### TASKS TO COMPLETE:
**a.** Retype the part of the cardiology interview from "There are stringent" up to and including "considered giving up.".
**b.** According to the cardiology interview, when did Hospital Aliança decide to introduce a dedicated multi-disciplinary pathway for heart patients?

Creating a dedicated pathway for heart patients
INTERVIEW – A cardiologist from a hospital in Salvador de Bahia explains how his department was completely transformed following the introduction of a dedicated pathway for heart patients.
Interviewee: Eduardo Novaes, Cardiology Line Coordinator, Hospital Aliança – Salvador de Bahia, Brazil
Planet Lean: What was the situation in the Cardiology Department when lean was first introduced?
Eduardo Novaes: In Brazil, one person dies of heart attack every five minutes – that’s 80,000 deaths each year, 60% of each occur in the first hour. This makes it really important to treat heart patients as quickly as possible, which is one of the reasons why, in May 2016, Hospital Aliança decided to introduce a dedicated multi-disciplinary pathway for them. This involved professionals from different areas (like doctors, nurses, social workers, etc).
The problem that convinced us to give lean a try was that the fact that the Cardiology department had state-of-the-art technology and very capable staff available, but a high idle rate. There was no standard way of managing the provision of care, and we didn’t monitor any KPIs.
Assisting heart attack patients using the new multi-functional protocol was the first challenge we chose to tackle on our lean journey. We needed more than just a theoretical protocol to consult, however. We wanted a system that would cover the entire flow of a heart patient, from the moment he or she arrives with chest pain, through to the ER team and Hemodynamics to clear the obstructed artery, and finally to the ICU.
There are stringent time-to-care international standards for each stage of this process. Implementing such protocols is a challenging task, because we depend on those at the front line to know what exactly we need to do and when. This was the first time these set of actions took place in a coordinated way.
PL: How did lean help you?
EN: People working on the newly-established “Cardiology Line” were all care professionals with no experience with management, and the hospital didn’t have a proper toolkit that could guide them. As the doctor managing the new clinical path, I felt completely unprepared for this role and thought I didn’t have enough qualifications. For a while, I even considered giving up.

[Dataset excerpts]
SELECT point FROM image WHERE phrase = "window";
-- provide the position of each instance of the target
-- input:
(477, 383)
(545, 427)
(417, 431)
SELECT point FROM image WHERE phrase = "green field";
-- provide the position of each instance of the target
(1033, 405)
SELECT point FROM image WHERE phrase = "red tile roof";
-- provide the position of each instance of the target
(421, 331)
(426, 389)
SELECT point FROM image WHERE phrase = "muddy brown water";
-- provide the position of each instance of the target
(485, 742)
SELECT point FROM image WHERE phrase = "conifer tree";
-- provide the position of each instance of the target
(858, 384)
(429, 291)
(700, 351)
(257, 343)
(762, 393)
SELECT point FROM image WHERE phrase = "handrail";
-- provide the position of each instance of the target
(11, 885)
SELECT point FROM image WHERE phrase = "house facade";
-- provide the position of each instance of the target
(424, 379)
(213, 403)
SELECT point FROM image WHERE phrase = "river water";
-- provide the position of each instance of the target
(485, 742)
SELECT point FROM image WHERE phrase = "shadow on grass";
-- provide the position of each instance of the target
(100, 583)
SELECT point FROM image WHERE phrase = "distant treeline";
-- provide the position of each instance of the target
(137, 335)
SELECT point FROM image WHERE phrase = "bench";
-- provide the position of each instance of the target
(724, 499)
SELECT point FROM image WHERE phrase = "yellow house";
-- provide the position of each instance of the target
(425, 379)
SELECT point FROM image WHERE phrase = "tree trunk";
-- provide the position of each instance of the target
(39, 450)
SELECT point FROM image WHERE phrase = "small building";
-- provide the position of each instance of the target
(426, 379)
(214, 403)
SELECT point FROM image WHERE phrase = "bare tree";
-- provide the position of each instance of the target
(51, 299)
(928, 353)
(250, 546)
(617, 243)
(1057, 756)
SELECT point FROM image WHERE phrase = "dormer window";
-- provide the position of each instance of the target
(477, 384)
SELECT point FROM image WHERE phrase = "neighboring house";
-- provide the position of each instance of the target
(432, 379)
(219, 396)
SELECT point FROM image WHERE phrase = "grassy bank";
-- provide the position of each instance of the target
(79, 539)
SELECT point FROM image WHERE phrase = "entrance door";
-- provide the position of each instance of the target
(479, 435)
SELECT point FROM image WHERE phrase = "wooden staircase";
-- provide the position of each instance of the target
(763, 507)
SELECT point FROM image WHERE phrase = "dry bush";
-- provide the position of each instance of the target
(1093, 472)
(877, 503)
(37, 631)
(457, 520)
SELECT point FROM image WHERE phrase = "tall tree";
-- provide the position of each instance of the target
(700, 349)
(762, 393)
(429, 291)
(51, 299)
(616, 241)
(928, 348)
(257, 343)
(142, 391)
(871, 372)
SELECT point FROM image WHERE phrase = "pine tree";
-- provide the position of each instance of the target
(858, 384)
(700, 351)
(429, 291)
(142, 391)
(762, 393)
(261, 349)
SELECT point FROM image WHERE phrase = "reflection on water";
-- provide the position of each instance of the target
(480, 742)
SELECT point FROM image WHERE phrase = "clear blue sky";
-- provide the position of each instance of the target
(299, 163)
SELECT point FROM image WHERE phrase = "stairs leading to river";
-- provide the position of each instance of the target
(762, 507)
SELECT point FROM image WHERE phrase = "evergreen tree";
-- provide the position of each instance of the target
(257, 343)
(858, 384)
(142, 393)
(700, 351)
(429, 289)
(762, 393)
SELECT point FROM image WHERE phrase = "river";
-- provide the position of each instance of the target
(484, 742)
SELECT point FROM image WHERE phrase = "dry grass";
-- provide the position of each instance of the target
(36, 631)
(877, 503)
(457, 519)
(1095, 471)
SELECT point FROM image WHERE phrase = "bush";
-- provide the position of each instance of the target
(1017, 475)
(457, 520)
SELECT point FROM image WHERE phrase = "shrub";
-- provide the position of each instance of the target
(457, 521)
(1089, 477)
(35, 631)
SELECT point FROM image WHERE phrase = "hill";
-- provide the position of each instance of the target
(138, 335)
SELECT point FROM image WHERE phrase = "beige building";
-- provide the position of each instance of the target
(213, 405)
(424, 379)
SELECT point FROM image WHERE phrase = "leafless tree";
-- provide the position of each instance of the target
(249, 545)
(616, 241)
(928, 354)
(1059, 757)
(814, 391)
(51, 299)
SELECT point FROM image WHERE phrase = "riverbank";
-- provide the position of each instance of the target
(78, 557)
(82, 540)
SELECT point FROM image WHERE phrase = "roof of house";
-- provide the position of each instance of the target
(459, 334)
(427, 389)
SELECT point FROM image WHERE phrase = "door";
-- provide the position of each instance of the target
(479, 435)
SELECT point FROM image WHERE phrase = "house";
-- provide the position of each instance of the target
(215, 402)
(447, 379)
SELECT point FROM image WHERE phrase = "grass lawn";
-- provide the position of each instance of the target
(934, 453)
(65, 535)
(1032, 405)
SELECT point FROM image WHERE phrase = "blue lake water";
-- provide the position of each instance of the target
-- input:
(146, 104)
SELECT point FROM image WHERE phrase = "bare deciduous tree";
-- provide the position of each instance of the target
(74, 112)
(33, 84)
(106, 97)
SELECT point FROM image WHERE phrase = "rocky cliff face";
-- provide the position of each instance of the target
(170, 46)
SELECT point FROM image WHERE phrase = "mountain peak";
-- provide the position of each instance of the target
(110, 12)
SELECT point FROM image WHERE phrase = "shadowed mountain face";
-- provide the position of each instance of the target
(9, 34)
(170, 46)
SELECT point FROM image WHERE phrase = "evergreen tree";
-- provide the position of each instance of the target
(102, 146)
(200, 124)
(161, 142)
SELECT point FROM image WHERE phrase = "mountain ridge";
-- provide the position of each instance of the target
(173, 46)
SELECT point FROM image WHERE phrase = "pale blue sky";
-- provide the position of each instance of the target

### SET OF ANSWERS:
**a.**
There are stringent time-to-care international standards for each stage of this process. Implementing such protocols is a challenging task, because we depend on those at the front line to know what exactly we need to do and when. This was the first time these set of actions took place in a coordinated way.
PL: How did lean help you?
EN: People working on the newly-established “Cardiology Line” were all care professionals with no experience with management, and the hospital didn’t have a proper toolkit that could guide them. As the doctor managing the new clinical path, I felt completely unprepared for this role and thought I didn’t have enough qualifications. For a while, I even considered giving up.

**b.** May 2016